# Earliest snow



## Bossman 92 (Sep 27, 2006)

I just saw on the weather channel, where they were talking about the earlyest snowfall in US cities. They said somthing like Boston Oct 5 Detroit Oct 10 and Chicago Oct 11. With these cooler nights mabey we will set another record this year.


----------



## SnoFarmer (Oct 15, 2004)

You are talking for those cities or all cities in the lower 48?

Because it has snowed already in the western mountain states. I'm sure some of it fell in a city.
We had some flurries last week.


----------



## Bossman 92 (Sep 27, 2006)

I was just talking about those cities. The weather channel showed the snow from yesterday, then they showed some major cities with their earliest snowfall. It will be here sooner than we know it.


----------



## stroker79 (Dec 2, 2006)

Bossman 92;404702 said:


> It will be here sooner than we know it.


I sure hope so. Im tired of cutting grass. Its time to actually make some money! LET IT SNOW!


----------



## dakotasrock (Mar 23, 2006)

It snowed here in Alexandria last year Oct 12th..... melted in 6 hours tho


----------



## Bossman 92 (Sep 27, 2006)

# Material provided
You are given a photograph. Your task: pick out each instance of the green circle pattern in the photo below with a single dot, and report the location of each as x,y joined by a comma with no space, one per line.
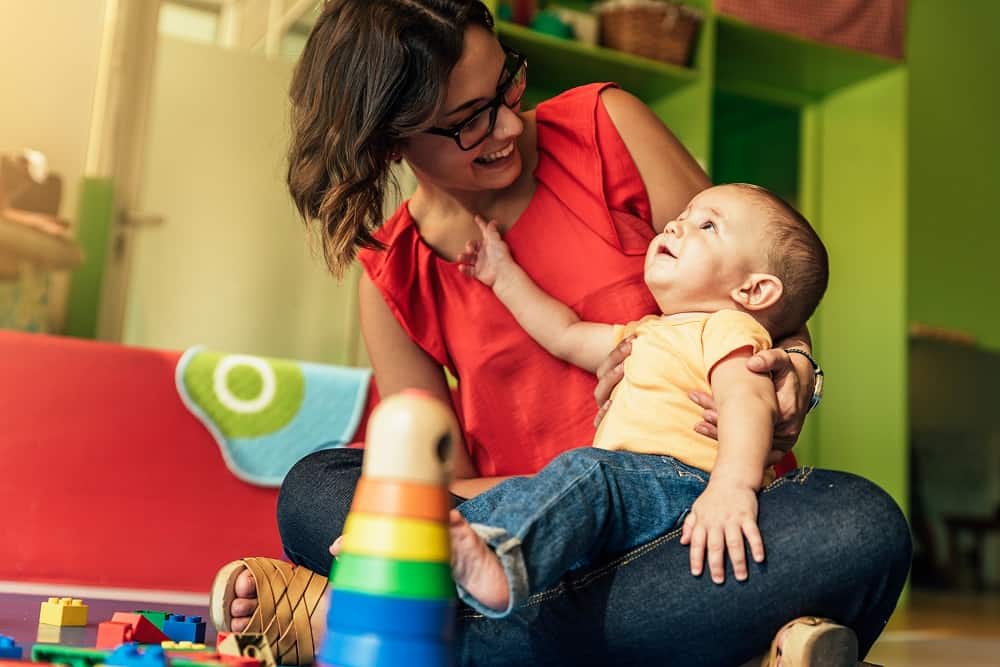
245,383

# Parts of the exercise
a - In the earliest-snow thread, what date was given as Detroit's earliest snowfall?
b - Write the next post in the earliest-snow thread, picking up after its last line.
The material above has nothing to do with the earliest-snow thread.

# Written answers
a - Oct 10.

b -
Well in 6 hours, I could plow some serious snow!!


----------



## Brian Young (Aug 13, 2005)

stroker79;404721 said:


> I sure hope so. Im tired of cutting grass. Its time to actually make some money! LET IT SNOW!


AMEN TO THAT!!!!


----------



## Brian Young (Aug 13, 2005)

Bossman 92;404756 said:


> Well in 6 hours, I could plow some serious snow!!


Your weather isnt much different than ours.....its 72 and sunny here, the lows are only in the 50's and 60's.


----------



## Bossman 92 (Sep 27, 2006)

Hey Brian, I was referring to Dakotasrock's post about the snow melting in 6 hours. I realize I will not be plowing for a few months.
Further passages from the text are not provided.